DATASET RECORDS Start Marker

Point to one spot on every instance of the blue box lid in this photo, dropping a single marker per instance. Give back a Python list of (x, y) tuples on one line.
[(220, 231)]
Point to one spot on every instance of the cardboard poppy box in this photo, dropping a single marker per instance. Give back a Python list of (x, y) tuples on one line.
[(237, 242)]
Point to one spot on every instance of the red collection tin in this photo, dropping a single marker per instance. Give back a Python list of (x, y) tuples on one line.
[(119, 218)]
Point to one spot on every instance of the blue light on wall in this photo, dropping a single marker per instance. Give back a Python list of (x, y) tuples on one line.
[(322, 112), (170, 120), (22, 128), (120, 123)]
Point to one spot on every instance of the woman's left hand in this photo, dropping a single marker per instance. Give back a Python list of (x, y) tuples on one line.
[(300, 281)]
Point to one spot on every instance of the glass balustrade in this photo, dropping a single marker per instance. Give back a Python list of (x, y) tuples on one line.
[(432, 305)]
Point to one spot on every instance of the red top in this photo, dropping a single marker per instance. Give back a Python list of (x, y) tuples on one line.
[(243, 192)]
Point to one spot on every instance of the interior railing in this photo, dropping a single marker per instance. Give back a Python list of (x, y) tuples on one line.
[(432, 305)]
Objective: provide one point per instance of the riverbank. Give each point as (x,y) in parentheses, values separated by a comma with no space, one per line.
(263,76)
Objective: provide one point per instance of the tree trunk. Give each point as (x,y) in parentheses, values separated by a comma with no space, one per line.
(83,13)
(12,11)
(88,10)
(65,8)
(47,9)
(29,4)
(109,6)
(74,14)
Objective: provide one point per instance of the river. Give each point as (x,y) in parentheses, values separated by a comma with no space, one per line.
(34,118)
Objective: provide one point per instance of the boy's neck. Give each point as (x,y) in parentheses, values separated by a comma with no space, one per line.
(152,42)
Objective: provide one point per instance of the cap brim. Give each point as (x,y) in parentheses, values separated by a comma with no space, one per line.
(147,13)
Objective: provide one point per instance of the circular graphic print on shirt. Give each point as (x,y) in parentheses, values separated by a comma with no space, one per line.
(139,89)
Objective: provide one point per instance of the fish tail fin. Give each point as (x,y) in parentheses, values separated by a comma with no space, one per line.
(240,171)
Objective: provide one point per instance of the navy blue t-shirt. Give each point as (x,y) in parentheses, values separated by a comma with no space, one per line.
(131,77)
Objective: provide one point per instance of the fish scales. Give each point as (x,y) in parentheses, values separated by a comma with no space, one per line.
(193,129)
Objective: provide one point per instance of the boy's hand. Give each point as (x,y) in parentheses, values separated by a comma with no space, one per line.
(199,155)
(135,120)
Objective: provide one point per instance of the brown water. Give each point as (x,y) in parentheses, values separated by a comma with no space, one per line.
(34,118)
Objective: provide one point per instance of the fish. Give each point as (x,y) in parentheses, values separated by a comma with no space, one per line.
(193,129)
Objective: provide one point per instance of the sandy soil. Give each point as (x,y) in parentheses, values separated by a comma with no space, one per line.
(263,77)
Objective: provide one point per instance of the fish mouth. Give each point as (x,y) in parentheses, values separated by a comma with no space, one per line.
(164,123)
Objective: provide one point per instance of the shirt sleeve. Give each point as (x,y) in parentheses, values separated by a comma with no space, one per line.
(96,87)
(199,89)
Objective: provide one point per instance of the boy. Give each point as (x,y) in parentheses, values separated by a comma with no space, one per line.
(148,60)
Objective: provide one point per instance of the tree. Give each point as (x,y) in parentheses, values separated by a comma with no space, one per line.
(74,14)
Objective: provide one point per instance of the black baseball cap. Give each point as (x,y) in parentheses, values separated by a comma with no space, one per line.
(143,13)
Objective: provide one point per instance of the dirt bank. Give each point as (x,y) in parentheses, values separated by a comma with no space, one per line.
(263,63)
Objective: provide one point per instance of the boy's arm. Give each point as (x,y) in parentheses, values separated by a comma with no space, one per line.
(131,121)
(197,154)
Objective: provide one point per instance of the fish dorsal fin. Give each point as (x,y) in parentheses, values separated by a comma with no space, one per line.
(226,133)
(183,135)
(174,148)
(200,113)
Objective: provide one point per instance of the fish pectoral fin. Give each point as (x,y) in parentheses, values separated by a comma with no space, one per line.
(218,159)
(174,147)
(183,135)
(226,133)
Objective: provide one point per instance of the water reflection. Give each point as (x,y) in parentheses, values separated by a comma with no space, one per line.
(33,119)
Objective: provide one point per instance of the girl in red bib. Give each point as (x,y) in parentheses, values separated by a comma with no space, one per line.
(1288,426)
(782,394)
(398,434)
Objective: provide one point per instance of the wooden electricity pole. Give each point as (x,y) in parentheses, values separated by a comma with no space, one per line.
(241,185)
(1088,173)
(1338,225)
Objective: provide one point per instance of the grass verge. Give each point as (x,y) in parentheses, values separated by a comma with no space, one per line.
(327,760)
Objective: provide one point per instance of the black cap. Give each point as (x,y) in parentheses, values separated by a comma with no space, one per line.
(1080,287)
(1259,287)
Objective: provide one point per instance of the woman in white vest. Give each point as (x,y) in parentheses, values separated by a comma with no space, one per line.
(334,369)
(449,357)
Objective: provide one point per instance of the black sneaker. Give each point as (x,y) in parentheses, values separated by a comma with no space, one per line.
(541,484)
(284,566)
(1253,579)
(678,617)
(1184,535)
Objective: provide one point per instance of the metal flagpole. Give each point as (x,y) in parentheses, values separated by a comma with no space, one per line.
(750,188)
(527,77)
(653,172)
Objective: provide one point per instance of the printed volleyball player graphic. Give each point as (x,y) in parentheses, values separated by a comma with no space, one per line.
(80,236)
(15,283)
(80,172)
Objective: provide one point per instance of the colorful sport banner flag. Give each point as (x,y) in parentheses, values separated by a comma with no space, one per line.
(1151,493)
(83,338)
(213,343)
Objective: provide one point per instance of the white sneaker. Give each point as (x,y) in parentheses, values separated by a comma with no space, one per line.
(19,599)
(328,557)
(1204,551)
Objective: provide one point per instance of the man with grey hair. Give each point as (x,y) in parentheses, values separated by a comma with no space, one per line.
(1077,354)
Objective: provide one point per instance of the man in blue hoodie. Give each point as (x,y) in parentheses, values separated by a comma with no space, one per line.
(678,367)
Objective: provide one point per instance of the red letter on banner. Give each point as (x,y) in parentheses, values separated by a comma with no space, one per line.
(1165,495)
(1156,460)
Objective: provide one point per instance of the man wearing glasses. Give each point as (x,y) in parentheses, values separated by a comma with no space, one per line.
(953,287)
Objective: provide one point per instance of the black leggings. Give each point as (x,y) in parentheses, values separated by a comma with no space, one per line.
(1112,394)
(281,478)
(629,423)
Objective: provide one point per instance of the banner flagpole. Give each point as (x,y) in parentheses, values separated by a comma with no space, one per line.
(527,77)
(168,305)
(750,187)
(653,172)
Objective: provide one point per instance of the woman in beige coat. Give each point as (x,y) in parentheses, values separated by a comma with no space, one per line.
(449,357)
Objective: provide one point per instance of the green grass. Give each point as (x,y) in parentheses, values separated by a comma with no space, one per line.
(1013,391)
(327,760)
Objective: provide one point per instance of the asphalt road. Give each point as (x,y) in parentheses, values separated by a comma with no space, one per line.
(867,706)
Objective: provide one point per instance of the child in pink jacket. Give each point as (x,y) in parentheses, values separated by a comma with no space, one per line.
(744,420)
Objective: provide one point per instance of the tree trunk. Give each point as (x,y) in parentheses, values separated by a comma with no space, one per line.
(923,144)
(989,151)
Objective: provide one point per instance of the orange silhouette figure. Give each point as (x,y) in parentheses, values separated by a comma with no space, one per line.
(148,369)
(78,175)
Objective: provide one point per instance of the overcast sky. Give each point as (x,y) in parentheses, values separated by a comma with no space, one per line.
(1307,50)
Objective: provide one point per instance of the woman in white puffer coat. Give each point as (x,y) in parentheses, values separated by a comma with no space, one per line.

DATASET RECORDS End Marker

▶ [YOUR INSTRUCTIONS] Each line in the material above must be retyped without alteration.

▶ [EXERCISE ANSWER]
Point to one spot on every instance of the blue box lid in this photo, dropping a single marker per instance. Give back a Python list of (x, y) tuples on one line.
[(220, 231)]
Point to one spot on every instance of the cardboard poppy box in this photo, dropping a single marker per instance. Give back a Python list of (x, y) tuples on one line.
[(237, 242)]
Point to one spot on every instance of the red collection tin in this photo, dropping a single marker per instance. Give back a Python list of (x, y) tuples on one line.
[(119, 218)]
Point to one spot on every instance of the blue light on wall in this photo, dropping a single marker per instance. Give back a Python list of (x, y) tuples on one line.
[(322, 112), (170, 120), (22, 128), (120, 123)]
Point to one spot on every instance of the woman's left hand in this photo, dropping a single marker per instance. Give back a Python list of (x, y) tuples on one line.
[(300, 281)]
Point to one spot on every instance of the glass balustrade in this photo, dropping a single marker per instance. Give back a Python list of (x, y) tuples on one line.
[(432, 305)]
Point to one spot on every instance of the red top in this photo, dropping a single marker per instance. Give back a Python list of (x, y) tuples on one line.
[(243, 192)]
Point to one spot on every instance of the interior railing in this photo, dropping a single marker per instance. Give back a Python list of (x, y) tuples on one line.
[(432, 305)]
Objective: provide one point per instance of the riverbank. Give each point as (x,y) in parentheses, values separated by a comma with no space, one per line.
(263,76)
Objective: provide one point per instance of the tree trunk. Give each point as (x,y) in parentheses, values separated by a comma with no space, one per line.
(83,13)
(12,11)
(88,10)
(65,8)
(47,9)
(29,4)
(109,6)
(74,14)
Objective: provide one point per instance of the river. Give each point as (x,y) in parentheses, values separated by a comma with no space, one per line.
(34,118)
Objective: provide one point per instance of the boy's neck. Give each point as (x,y) in parentheses, values separated by a comma with no space, one per line.
(152,42)
Objective: provide one point per instance of the cap brim. Give each point as (x,y) in parentheses, values separated by a comma with no space, one per line.
(147,13)
Objective: provide one point per instance of the circular graphic print on shirt. Give each point as (x,y) in parentheses, values separated by a comma with no space, one per line.
(139,89)
Objective: provide one point per instance of the fish tail fin. Give each point as (x,y) in parentheses, values separated by a comma with no space, one per line.
(240,171)
Objective: provide one point per instance of the navy blue t-shirt. Give each point as (x,y) in parentheses, values separated by a comma with no space, one per line.
(131,77)
Objective: provide one point per instance of the fish scales. Give each point as (x,y) in parentheses, values separated by a comma with no space, one per line.
(193,129)
Objective: provide one point per instance of the boy's hand. Give each point as (x,y) in parentheses, values separated by a comma with no space, one per line.
(199,155)
(135,120)
Objective: provide one point per instance of the brown water. Give each point as (x,y) in parentheses, values separated by a comma with no space, one per line.
(34,118)
Objective: provide one point per instance of the fish. Give each point as (x,y) in parentheses, values separated by a comma with no space, one per line.
(193,129)
Objective: provide one point per instance of the sandy soil. Give each point as (x,y) in parentheses, values separated by a comma with no space, one per line.
(263,77)
Objective: provide one point per instance of the fish mouth. Give each point as (x,y) in parentheses, values separated by a comma with no space, one per line.
(164,123)
Objective: provide one point per instance of the shirt sleeve. Give each point as (x,y) in parentheses, values separated by a comma with no space, one per line.
(96,87)
(199,89)
Objective: provide one point per instance of the boy. Give each point as (x,y) in parentheses, values separated by a comma with no space, one per line.
(148,60)
Objective: provide one point per instance of the tree. Give each point as (x,y) in parentheses, values separated by a comma with no space, one per line.
(74,14)
Objective: provide one point per instance of the black baseball cap. Give each point as (x,y) in parentheses, values separated by a comma with no space, one per line.
(143,13)
Objective: provide one point per instance of the dirt bank. Give each point as (x,y) in parentheses, values separated by a comma with no space, one per line.
(263,63)
Objective: provide one point per instance of the boy's arm. Give each point as (x,y) in parentheses, values separated by a comma with no space, one per line.
(131,121)
(197,154)
Objective: provide one point per instance of the fish dorsal fin. Give each point as (x,y) in parentheses, values separated by a comma with no space, one per line.
(226,133)
(183,135)
(174,148)
(200,113)
Objective: provide one point per instance of the fish pectoral fin. Give each point as (x,y) in parentheses, values separated by a comma with no space, one per line.
(218,159)
(174,147)
(183,135)
(226,133)
Objective: provide one point per instance of the water reflection. Give each point as (x,y) in parentheses, values separated by a comma with no space, one per line.
(33,119)
Objective: provide one point per instance of the girl in red bib. Give each point as (x,y) in parentheses, values separated by a comma with no space, one per line.
(1288,426)
(782,394)
(398,434)
Objective: provide one point per instance of the wooden electricity pole. Give each point as (x,y) in parentheses, values separated by a comma with no space, one per line.
(241,185)
(1088,173)
(1338,225)
Objective: provide one point per instance of the grass verge. Give each point as (x,y) in parentheses, values separated by a comma with no space, one per line.
(327,760)
Objective: provide one point per instance of the black cap. Give each point as (x,y) in parentheses, values separated by a comma with no space, one per line.
(1080,287)
(1259,287)
Objective: provide one point per instance of the woman in white vest. Give each point as (x,y) in parentheses, values separated by a comma with no space, one per line.
(334,369)
(449,357)
Objective: provide one point per instance of the black sneaker. Give each point as (x,y) in parentheses, values separated by a comma with no space, one per line.
(541,484)
(284,566)
(1253,579)
(678,617)
(1184,535)
Objective: provide one point per instance of the metal flagpole. Give each point as (x,y) in parentheses, values separated by a comma with no space, one per line.
(750,188)
(527,77)
(653,172)
Objective: provide one point per instance of the printed volleyball player graphic. Give each point as (x,y) in parentheses, values separated by a comma with no space, one per line.
(80,236)
(15,283)
(80,172)
Objective: provide one point per instance of the colorful sport banner flag. Give each point as (x,y) in parentheses, values separated by a comma with no space, one per line.
(1151,493)
(83,338)
(213,343)
Objective: provide one point per instance of the white sneaker. Give each point as (x,y) in parentheses, values separated by a comma with no space, one per line.
(19,599)
(328,557)
(1204,551)
Objective: provide one point per instance of the man with grey hair. Give each point as (x,y) in parentheses, values separated by a comma with no space, one per line.
(1077,354)
Objective: provide one point per instance of the man in blue hoodie. Give each point as (x,y) in parentheses, values separated by a comma with no space, one per line.
(678,367)
Objective: provide one point per instance of the red letter on banner. Give each point as (x,y) in parentheses, values separated by a comma with no space, one per line.
(1165,495)
(1156,460)
Objective: provide one point per instance of the man wearing glasses. Give each point as (x,y) in parentheses, values separated by a comma with no space, one per line.
(953,287)
Objective: provide one point per instance of the black leggings. Give each point as (x,y) in parentheses, values separated by a comma with no space, one per line.
(1112,394)
(281,478)
(629,423)
Objective: provide one point per instance of the banner flagpole. Give each point as (x,y) in parentheses, values separated by a comma with no space, one per line.
(527,77)
(168,305)
(750,187)
(653,172)
Objective: provide one point per instance of the woman in beige coat. Give each point as (x,y) in parentheses, values separated by a comma with no space, one per line.
(449,357)
Objective: provide one point per instance of the green grass. Give each point as (x,y) in parentheses, values separated by a comma with no space, one per line.
(1013,391)
(327,760)
Objective: provide one point per instance of the asphalt road. Give each point as (x,y) in parentheses, values separated by a comma with no space, one per line.
(867,706)
Objective: provide one point per instance of the child in pink jacket. Give each point as (x,y) in parentheses, values separated by a comma with no space, one per line.
(744,420)
Objective: provide one point per instance of the tree trunk. Give each point as (x,y) in parentheses, values separated by a comma with no space, one per line.
(923,144)
(989,151)
Objective: provide one point per instance of the orange silhouette figure. Give each point as (x,y) in parentheses, values separated by a comma with no space, one per line.
(148,369)
(78,175)
Objective: provide one point per instance of the overcast sky. Give each point as (x,y) in parentheses, values separated by a comma with no space, one per line.
(1307,50)
Objective: provide one point per instance of the woman in white puffer coat. Give each point as (x,y) in parentheses, values separated by a comma with no space, one per line.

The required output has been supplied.